**What is asked:**
Write out the listing below again from the line with "Where can you find the mustache" to its last line, requests included. In the answers, offset every pixel coordinate by adding 9.
━━━ Data supplied
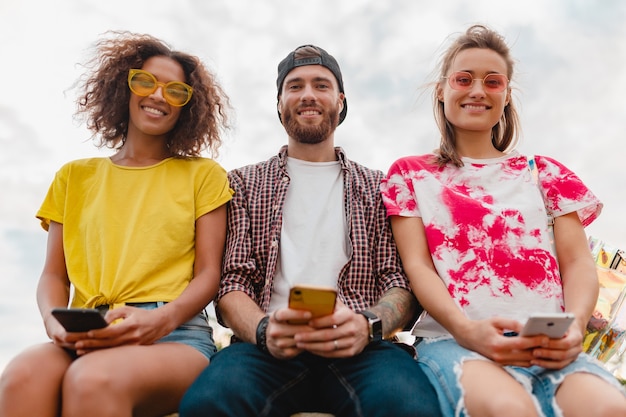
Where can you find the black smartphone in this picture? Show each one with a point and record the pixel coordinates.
(79, 319)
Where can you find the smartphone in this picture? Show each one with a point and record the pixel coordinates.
(319, 300)
(79, 319)
(554, 325)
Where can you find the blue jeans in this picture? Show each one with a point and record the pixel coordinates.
(440, 358)
(383, 380)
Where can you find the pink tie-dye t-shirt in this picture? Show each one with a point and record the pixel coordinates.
(487, 229)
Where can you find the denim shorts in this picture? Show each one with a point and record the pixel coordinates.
(440, 359)
(196, 333)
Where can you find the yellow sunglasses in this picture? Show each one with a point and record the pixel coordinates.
(144, 83)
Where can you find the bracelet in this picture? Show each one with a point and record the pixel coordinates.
(261, 334)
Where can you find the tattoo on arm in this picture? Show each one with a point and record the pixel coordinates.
(396, 309)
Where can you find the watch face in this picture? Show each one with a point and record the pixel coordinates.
(375, 325)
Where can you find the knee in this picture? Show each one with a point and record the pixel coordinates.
(88, 381)
(510, 407)
(610, 409)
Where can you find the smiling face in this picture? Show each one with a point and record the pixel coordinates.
(152, 115)
(310, 103)
(474, 110)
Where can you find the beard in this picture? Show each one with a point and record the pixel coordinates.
(310, 134)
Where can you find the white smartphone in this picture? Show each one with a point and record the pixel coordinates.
(553, 325)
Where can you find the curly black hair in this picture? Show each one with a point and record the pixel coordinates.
(105, 95)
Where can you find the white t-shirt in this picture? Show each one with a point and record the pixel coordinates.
(487, 232)
(314, 240)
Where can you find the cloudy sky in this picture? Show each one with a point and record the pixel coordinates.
(569, 88)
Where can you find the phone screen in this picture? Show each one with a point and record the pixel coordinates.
(79, 319)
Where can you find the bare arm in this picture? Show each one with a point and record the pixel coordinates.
(580, 291)
(578, 270)
(53, 289)
(395, 309)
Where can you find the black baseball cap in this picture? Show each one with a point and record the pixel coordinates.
(325, 59)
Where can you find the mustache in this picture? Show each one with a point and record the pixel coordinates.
(303, 107)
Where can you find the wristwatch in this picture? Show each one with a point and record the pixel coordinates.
(375, 325)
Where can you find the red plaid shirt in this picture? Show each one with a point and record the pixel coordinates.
(255, 217)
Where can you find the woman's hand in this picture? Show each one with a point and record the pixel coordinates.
(128, 326)
(487, 337)
(558, 353)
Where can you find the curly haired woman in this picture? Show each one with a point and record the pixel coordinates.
(138, 236)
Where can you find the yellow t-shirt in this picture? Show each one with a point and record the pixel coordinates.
━━━━━━
**Expected output:**
Where can you find the mustache in this picture? Show each one with a point and record the pixel coordinates.
(312, 116)
Where can you find the wristwatch in this picture? Show each one with a point and record the pixel coordinates.
(384, 334)
Where can you find the red plaid shirt in this picture? Show each one with a point and record the pixel coordinates.
(264, 226)
Where can you find the woman's hand in this picture? Show each one with a point and record the pixel coordinates.
(137, 335)
(496, 346)
(567, 362)
Where can you find the curly haired woman in this picture? Show each one with a point and record the pixel coordinates.
(147, 245)
Where can you find the yellow t-shirt in this picture? Show each one with a point and record the pixel coordinates.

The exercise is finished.